Text block -

Post by Bill Wiltrack »

The late Reverend, Dr. Martin Luther King Jr. was America's last great philosopher, perhaps the world's last great philosopher.

http://en.wikipedia.org/wiki/Martin_Luther_King_Jr.

He talked the talk and walked the walk.

Dr. King mentally, physically, and emotionally, made the connection linking the inseparable aspect between labor rights and civil rights.


All of us are still working to realize within our lives his great dream and vision.

Please enjoy this clip I found.

Perhaps you will agree with me, after all these years the quotes of his are even more amazing.





In his own words: Martin Luther King Jr.
Martin Luther King Jr. (Jan. 15, 1929 - April 4, 1968)

Martin Luther King Jr. Day is a federal holiday held on the third Monday of January. It celebrates the life and achievements of King, an influential American civil rights leader.

In 1957 he was elected president of the Southern Christian Leadership Conference, an organization formed to provide new leadership for the now burgeoning civil rights movement. The ideals for this organization he took from Christianity; its operational techniques from Gandhi.

Required tasks -
**1.** In the post about Martin Luther King Jr., on what day is the federal holiday in his honor held?
**2.** Copy the stretch from "All of us are" through "civil rights leader." of the post about Martin Luther King Jr. word for word.

Data records -

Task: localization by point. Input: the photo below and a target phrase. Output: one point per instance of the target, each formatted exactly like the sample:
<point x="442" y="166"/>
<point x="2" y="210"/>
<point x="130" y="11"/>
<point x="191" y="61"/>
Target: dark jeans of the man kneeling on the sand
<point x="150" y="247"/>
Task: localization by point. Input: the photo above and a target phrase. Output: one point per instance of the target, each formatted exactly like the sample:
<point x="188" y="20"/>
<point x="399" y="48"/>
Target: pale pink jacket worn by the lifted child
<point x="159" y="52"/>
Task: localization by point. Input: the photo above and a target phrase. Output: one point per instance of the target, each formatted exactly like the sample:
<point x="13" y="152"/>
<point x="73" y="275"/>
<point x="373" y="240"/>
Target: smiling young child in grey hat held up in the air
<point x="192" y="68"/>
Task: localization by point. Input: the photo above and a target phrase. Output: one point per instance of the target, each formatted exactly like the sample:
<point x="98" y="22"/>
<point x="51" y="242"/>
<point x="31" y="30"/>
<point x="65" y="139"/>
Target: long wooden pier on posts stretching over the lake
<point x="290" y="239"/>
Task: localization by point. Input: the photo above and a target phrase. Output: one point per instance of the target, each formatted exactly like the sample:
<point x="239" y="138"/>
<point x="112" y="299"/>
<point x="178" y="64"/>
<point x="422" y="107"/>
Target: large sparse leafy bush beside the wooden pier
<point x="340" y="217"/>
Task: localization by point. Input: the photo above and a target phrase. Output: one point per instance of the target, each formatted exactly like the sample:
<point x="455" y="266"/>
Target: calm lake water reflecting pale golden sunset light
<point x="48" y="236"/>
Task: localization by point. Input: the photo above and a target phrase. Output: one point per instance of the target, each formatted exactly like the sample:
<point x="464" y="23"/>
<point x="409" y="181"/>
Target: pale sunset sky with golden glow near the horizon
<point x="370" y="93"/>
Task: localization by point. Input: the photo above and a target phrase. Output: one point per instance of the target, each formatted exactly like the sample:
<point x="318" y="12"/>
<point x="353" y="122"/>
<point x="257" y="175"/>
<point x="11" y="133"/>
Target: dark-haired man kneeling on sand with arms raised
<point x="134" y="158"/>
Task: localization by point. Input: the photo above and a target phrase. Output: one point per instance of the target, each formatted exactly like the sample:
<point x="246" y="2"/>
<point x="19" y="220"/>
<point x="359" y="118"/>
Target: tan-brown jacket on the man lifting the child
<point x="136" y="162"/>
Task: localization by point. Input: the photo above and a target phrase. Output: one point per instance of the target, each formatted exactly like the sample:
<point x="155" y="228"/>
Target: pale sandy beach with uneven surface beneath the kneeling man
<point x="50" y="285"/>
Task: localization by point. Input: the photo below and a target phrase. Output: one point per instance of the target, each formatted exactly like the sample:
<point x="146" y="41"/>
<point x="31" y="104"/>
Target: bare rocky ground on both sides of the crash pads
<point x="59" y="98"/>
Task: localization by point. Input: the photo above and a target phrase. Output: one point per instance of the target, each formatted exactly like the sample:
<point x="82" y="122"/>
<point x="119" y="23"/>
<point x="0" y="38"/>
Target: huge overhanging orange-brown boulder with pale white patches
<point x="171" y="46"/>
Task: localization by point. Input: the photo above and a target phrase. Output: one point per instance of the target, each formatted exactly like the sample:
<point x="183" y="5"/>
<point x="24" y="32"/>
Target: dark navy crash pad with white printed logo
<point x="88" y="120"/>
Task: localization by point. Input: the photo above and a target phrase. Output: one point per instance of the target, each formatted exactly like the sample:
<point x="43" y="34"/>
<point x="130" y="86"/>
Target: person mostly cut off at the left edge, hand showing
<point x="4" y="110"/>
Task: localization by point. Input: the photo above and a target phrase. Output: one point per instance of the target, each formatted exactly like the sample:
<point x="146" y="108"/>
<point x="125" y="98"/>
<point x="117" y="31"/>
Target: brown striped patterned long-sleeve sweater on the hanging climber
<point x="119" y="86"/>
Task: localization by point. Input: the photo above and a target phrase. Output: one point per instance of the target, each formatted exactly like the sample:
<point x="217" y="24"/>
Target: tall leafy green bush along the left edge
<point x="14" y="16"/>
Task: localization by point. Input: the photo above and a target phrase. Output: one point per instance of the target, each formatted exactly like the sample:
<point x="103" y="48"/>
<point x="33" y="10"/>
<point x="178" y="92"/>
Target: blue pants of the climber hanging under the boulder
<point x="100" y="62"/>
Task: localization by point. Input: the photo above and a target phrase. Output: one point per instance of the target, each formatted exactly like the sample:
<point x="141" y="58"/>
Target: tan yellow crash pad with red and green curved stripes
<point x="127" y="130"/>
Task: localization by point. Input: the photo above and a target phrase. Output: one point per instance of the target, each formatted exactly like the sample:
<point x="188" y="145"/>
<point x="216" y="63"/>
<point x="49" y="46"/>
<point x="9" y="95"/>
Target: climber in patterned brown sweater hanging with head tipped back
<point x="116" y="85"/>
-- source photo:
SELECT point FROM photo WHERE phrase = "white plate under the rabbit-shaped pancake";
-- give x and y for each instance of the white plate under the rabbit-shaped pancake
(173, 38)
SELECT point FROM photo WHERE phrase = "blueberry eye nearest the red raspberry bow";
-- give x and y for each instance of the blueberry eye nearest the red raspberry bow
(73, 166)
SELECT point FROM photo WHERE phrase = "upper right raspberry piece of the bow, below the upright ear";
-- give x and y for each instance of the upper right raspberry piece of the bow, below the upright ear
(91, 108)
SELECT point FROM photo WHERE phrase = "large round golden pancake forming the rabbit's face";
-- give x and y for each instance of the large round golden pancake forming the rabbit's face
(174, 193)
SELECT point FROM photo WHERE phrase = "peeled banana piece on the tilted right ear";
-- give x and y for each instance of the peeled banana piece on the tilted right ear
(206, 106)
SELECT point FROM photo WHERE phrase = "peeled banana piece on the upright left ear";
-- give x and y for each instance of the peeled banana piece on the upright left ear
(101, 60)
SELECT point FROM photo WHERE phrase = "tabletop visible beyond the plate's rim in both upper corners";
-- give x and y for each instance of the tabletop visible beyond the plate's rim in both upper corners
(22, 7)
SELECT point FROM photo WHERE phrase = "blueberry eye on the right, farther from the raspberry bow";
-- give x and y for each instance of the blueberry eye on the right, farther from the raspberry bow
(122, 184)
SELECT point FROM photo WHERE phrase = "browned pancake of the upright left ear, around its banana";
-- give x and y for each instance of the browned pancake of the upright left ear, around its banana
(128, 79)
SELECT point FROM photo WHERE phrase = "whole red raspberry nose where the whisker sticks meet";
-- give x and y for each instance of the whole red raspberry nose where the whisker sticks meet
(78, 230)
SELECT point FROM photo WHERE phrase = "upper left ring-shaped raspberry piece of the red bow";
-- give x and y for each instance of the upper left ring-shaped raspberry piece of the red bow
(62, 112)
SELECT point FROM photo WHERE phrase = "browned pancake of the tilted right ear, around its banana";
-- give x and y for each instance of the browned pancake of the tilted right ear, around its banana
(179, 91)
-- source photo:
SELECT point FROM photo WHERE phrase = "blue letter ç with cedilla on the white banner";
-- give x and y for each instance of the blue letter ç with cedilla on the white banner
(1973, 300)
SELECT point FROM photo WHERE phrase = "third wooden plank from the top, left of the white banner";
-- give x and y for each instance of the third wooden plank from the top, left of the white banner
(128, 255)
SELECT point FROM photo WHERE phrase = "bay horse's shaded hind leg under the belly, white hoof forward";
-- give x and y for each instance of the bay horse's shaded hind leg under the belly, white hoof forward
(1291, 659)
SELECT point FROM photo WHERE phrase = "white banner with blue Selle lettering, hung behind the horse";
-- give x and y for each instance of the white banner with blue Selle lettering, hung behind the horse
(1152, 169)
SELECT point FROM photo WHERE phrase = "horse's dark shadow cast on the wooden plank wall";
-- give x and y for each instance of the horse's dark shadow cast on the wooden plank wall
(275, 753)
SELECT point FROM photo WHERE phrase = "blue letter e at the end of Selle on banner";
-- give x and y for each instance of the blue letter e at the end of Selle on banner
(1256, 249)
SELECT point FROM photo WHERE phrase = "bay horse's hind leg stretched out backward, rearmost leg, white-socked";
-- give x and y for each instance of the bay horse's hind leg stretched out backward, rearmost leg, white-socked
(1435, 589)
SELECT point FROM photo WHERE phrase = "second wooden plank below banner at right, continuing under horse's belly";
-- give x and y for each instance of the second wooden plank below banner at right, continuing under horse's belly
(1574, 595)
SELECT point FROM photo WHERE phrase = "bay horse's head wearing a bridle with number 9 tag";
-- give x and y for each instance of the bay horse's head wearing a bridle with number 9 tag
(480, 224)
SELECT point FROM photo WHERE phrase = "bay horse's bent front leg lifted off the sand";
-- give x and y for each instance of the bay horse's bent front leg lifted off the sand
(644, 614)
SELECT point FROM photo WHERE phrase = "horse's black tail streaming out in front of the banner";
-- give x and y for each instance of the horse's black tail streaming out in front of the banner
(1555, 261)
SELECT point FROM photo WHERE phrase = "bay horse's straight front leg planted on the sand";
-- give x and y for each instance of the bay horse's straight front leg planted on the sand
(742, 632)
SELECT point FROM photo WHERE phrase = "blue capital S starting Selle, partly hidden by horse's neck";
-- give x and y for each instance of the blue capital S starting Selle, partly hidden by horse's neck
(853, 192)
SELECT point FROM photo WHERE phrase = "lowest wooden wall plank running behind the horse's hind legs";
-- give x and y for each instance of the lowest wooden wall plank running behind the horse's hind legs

Answers below -
**1.** The third Monday of January.

**2.**
All of us are still working to realize within our lives his great dream and vision.

Please enjoy this clip I found.

Perhaps you will agree with me, after all these years the quotes of his are even more amazing.





In his own words: Martin Luther King Jr.
Martin Luther King Jr. (Jan. 15, 1929 - April 4, 1968)

Martin Luther King Jr. Day is a federal holiday held on the third Monday of January. It celebrates the life and achievements of King, an influential American civil rights leader.